━━ RECORDS FOR THE TASK ━━
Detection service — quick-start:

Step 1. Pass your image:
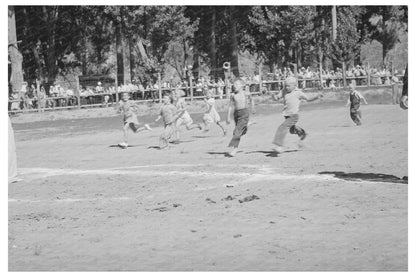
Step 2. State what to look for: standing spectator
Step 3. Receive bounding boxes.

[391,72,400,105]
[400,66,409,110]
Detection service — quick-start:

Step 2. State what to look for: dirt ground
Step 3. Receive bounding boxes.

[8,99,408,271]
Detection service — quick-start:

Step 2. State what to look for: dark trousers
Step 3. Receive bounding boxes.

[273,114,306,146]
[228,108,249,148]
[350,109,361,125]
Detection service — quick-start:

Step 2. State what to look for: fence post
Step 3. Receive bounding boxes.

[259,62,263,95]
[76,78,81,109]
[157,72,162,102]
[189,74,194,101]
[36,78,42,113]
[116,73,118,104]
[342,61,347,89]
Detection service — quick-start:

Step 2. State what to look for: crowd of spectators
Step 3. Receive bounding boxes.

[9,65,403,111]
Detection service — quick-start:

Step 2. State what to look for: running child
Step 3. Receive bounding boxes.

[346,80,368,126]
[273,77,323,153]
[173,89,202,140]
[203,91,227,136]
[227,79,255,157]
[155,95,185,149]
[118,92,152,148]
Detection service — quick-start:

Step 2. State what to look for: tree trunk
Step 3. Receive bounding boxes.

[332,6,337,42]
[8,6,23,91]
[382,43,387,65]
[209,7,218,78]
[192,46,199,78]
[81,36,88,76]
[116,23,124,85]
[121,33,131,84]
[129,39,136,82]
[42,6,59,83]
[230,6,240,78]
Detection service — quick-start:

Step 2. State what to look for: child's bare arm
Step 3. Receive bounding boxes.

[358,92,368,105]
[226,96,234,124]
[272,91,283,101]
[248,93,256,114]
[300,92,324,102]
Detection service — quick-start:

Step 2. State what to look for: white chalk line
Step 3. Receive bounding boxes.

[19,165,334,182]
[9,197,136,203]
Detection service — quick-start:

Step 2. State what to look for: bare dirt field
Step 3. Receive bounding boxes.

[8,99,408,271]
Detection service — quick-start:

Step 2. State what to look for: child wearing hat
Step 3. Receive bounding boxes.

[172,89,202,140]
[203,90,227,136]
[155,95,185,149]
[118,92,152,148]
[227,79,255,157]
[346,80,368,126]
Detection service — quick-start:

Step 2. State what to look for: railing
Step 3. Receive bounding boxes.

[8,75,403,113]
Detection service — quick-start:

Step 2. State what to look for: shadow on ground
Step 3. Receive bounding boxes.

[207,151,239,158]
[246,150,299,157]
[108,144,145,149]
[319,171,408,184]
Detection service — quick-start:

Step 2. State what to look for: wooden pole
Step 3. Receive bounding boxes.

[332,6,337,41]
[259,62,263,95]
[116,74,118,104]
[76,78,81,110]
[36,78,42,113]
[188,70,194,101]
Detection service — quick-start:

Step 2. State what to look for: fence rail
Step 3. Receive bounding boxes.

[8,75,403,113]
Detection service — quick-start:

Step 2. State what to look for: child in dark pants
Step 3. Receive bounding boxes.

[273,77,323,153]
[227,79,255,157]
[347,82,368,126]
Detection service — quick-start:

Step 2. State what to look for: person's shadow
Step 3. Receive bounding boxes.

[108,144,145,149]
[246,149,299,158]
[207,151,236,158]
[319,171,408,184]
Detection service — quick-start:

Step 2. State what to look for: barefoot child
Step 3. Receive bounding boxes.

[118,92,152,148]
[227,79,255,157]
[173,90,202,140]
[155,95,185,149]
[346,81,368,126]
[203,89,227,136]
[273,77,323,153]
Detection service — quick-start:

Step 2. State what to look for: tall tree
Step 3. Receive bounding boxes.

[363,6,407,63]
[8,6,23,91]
━━━
━━ RECORDS FOR THE TASK ━━
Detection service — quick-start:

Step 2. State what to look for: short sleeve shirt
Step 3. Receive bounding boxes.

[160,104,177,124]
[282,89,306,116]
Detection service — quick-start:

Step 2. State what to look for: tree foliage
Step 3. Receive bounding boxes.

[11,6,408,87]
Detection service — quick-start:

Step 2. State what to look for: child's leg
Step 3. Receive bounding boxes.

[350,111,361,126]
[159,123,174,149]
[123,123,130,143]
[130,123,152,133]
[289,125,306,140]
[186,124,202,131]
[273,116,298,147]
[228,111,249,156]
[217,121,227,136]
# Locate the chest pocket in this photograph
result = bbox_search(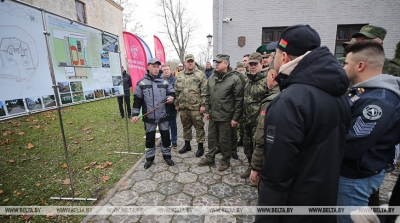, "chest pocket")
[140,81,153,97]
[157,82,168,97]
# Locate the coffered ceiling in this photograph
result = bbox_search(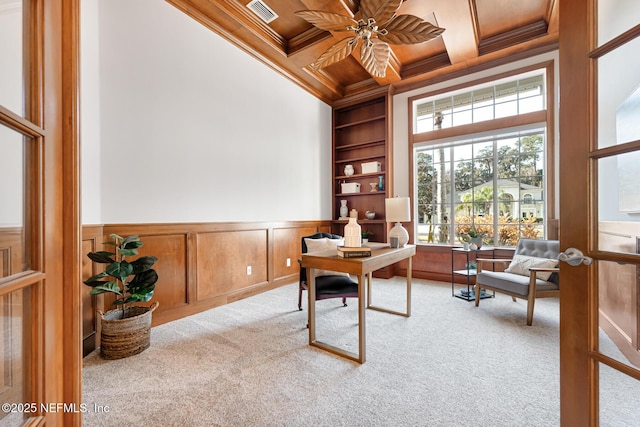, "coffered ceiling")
━━━
━━ RECORDS FOR THE TASK ━━
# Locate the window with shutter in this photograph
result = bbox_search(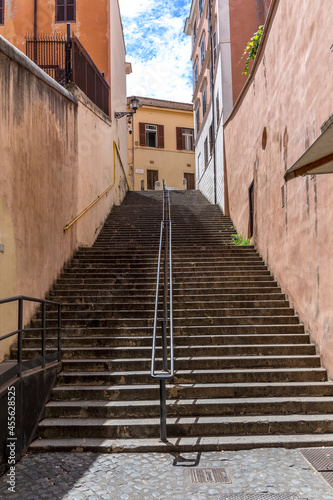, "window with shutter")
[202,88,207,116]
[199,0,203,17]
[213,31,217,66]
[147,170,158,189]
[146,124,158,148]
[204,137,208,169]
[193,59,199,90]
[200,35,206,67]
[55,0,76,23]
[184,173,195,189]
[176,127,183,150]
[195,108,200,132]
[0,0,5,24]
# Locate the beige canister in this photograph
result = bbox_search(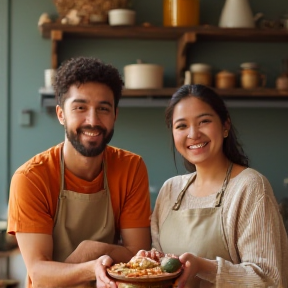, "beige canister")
━━━
WRITTEN REQUEST: Gather every line of the rows above that contains the word "this", and copy each one out in full.

ANSWER TO THE TASK:
# Locate the chest pocket in this photograph
# Locate the coffered ceiling in this photograph
# Locate the window with shutter in this photograph
# Locate the beige canister in this photograph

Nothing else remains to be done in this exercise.